▸ **Record set**:
+ + + +
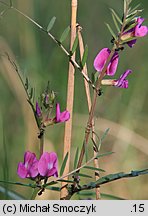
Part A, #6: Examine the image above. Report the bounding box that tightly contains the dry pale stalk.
[60,0,77,199]
[78,26,100,200]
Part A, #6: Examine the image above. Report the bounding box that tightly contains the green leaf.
[44,181,58,187]
[0,180,36,188]
[96,152,114,158]
[78,173,92,178]
[98,128,110,149]
[112,13,120,32]
[110,8,122,25]
[57,179,74,183]
[71,34,79,55]
[46,186,61,192]
[0,186,25,200]
[105,23,116,40]
[83,166,105,172]
[81,45,88,68]
[130,4,141,13]
[78,191,96,196]
[74,148,79,169]
[124,23,137,33]
[101,193,125,200]
[91,71,98,83]
[122,37,137,44]
[101,128,110,142]
[59,26,70,43]
[25,77,29,90]
[47,16,56,32]
[124,0,127,14]
[29,88,33,100]
[60,152,68,176]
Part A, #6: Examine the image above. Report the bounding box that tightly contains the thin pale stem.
[0,1,96,90]
[38,130,44,157]
[60,0,77,199]
[77,46,115,170]
[78,26,100,200]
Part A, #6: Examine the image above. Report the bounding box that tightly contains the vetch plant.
[0,0,148,199]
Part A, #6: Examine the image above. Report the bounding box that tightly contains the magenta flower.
[121,17,148,47]
[36,102,42,117]
[55,103,70,123]
[38,152,58,177]
[94,48,119,76]
[113,70,132,88]
[17,151,38,178]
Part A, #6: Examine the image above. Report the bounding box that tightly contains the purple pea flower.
[55,103,70,123]
[94,48,119,76]
[17,151,38,178]
[36,102,42,117]
[38,152,58,177]
[121,17,148,47]
[113,70,132,88]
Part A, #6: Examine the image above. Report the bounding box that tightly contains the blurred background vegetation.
+ + + +
▸ **What you are asked to do**: Write every line of the material above as a JSON list of strings, one string per line, with blank lines and the pictures left out.

▸ **Solution**:
[
  "Part A, #6: Examine the image above. Report the bounding box that tightly contains the dry pale stalk.",
  "[60,0,77,199]",
  "[78,26,100,200]",
  "Part A, #6: Examine the image above. Report the bounding box that tightly contains the green leaf.",
  "[44,181,58,187]",
  "[0,180,36,188]",
  "[96,152,114,158]",
  "[78,173,92,178]",
  "[98,128,110,149]",
  "[112,13,120,32]",
  "[110,8,122,25]",
  "[57,179,74,183]",
  "[71,34,79,55]",
  "[46,186,61,192]",
  "[0,186,25,200]",
  "[105,23,116,40]",
  "[83,166,105,172]",
  "[81,45,88,68]",
  "[130,4,141,13]",
  "[78,191,96,196]",
  "[74,148,79,169]",
  "[124,23,137,33]",
  "[101,193,125,200]",
  "[91,71,98,83]",
  "[122,37,137,44]",
  "[101,128,110,142]",
  "[59,26,70,43]",
  "[25,77,29,90]",
  "[47,16,56,32]",
  "[124,0,127,14]",
  "[29,88,33,100]",
  "[60,152,68,176]",
  "Part A, #6: Examine the image above. Report the bounding box that tightly contains the thin pale stem.",
  "[0,1,96,90]",
  "[38,130,44,157]",
  "[60,0,77,199]",
  "[77,46,115,170]",
  "[78,26,100,200]",
  "Part A, #6: Examine the image above. Report the bounding box that tightly contains the vetch plant.",
  "[0,0,148,199]",
  "Part A, #6: Examine the image above. Report the bounding box that tightly contains the magenta flower.",
  "[121,17,148,47]",
  "[36,102,42,117]",
  "[55,103,70,123]",
  "[38,152,58,177]",
  "[94,48,119,76]",
  "[113,70,132,88]",
  "[17,151,38,178]",
  "Part A, #6: Examine the image above. Report the bounding box that tightly contains the purple pea flower.",
  "[55,103,70,123]",
  "[94,48,119,76]",
  "[17,151,38,178]",
  "[36,102,42,117]",
  "[38,152,58,177]",
  "[121,17,148,47]",
  "[113,70,132,88]",
  "Part A, #6: Examine the image above. Report the bounding box that tightly contains the blurred background vegetation."
]